**Instruction:** Write out exactly the lines running from the line that includes "Would you mind pointing out the pendant" to the end of the data, both ends included, and nothing besides.

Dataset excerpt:
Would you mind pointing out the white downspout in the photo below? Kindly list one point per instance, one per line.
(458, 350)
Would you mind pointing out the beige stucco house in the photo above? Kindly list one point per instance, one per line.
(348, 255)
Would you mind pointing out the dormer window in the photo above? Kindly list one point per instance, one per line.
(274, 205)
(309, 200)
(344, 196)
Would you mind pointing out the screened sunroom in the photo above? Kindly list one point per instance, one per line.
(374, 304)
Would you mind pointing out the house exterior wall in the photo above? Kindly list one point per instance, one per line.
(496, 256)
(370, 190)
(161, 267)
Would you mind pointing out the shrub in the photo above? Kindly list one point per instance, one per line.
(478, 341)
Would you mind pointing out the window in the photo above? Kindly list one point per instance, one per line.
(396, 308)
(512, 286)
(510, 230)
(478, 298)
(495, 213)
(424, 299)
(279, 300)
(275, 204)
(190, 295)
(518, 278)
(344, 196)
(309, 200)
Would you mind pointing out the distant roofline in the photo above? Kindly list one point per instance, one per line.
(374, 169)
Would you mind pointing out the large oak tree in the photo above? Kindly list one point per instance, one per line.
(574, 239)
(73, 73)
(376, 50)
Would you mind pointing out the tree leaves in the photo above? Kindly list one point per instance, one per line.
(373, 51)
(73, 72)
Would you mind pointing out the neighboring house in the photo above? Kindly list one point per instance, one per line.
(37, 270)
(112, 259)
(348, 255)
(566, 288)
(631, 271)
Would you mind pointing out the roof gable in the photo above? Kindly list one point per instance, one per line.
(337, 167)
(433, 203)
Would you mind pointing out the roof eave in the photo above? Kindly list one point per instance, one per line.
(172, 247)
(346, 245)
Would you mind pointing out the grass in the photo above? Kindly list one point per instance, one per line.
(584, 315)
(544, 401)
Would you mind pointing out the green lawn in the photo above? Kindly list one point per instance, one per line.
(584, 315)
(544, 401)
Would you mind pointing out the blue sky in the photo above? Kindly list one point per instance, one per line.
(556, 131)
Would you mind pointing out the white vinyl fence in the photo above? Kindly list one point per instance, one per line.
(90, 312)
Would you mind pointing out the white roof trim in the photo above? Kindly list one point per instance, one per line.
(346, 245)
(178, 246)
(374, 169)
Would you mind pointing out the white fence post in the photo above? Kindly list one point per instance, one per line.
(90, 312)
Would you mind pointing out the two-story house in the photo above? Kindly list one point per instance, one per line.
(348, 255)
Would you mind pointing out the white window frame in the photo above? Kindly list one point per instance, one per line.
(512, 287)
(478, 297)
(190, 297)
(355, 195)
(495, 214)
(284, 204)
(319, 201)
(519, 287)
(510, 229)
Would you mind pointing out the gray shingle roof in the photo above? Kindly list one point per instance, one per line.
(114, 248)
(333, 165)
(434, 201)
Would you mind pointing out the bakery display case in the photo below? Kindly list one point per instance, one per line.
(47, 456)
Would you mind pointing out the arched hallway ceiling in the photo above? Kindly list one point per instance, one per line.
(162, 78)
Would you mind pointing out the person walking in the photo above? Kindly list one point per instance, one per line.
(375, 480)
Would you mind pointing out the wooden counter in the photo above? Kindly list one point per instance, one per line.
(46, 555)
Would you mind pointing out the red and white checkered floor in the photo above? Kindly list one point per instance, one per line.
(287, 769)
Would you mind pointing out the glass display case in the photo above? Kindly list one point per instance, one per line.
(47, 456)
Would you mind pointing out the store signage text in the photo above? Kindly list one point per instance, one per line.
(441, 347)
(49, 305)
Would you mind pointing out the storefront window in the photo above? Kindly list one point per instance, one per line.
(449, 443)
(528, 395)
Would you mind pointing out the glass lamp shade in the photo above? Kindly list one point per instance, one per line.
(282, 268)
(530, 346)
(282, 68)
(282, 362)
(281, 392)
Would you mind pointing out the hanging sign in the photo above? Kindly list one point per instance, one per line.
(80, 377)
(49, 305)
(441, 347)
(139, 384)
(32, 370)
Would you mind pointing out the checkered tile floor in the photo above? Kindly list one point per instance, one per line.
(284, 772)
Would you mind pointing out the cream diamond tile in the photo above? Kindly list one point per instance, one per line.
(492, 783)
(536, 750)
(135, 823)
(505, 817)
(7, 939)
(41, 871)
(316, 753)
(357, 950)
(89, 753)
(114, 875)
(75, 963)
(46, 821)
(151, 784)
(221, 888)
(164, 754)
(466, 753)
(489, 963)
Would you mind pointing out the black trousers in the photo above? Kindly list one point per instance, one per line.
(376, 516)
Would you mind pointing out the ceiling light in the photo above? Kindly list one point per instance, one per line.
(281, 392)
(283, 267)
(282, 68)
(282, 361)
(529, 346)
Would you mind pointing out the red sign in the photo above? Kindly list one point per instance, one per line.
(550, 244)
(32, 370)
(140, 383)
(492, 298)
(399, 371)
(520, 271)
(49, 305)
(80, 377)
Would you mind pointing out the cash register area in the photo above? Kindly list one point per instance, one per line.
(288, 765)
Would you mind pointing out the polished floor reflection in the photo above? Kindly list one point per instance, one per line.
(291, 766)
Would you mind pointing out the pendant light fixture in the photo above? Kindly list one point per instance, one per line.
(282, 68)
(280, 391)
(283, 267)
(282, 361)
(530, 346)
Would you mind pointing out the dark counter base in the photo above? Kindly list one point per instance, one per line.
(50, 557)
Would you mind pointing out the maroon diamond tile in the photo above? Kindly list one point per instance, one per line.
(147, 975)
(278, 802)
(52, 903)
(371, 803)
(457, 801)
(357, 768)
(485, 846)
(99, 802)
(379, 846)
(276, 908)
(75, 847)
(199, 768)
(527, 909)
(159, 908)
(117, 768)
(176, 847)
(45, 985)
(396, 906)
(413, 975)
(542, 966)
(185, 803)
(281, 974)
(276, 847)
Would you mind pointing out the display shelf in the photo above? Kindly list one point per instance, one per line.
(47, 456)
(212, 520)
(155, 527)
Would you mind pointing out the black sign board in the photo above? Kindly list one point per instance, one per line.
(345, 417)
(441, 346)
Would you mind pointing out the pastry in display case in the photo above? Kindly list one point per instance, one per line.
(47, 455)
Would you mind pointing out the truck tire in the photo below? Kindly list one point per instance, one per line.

**Solved problem:**
Would you mind pointing out the pendant light fixture in the photo above? Kindly list one point per instance, one per line.
(282, 68)
(280, 391)
(283, 267)
(282, 361)
(530, 346)
Would you mind pointing out the dark counter base in the photo above? Kindly list one point per instance, one per line.
(50, 557)
Would you mind pointing out the maroon diamond tile in the photo above? Kindly list one point per instance, one per line.
(147, 975)
(278, 802)
(52, 903)
(371, 803)
(457, 801)
(357, 768)
(485, 846)
(99, 802)
(379, 846)
(276, 908)
(75, 847)
(199, 768)
(527, 909)
(159, 908)
(117, 768)
(176, 847)
(45, 985)
(396, 906)
(413, 975)
(542, 966)
(185, 803)
(281, 974)
(276, 847)
Would you mind pointing out the display shelf in the photo above? Kindly list one point per instance, one per line.
(47, 456)
(212, 520)
(155, 527)
Would you mind pointing out the black sign board in the photo above? Kindly list one point per instance, one per line.
(345, 417)
(441, 346)
Would you mind pointing out the pastry in display case in the photo above? Kindly list one point per instance, one per line.
(47, 455)
Would you mind pointing out the truck tire in the photo below? Kindly list one point per instance, one per line.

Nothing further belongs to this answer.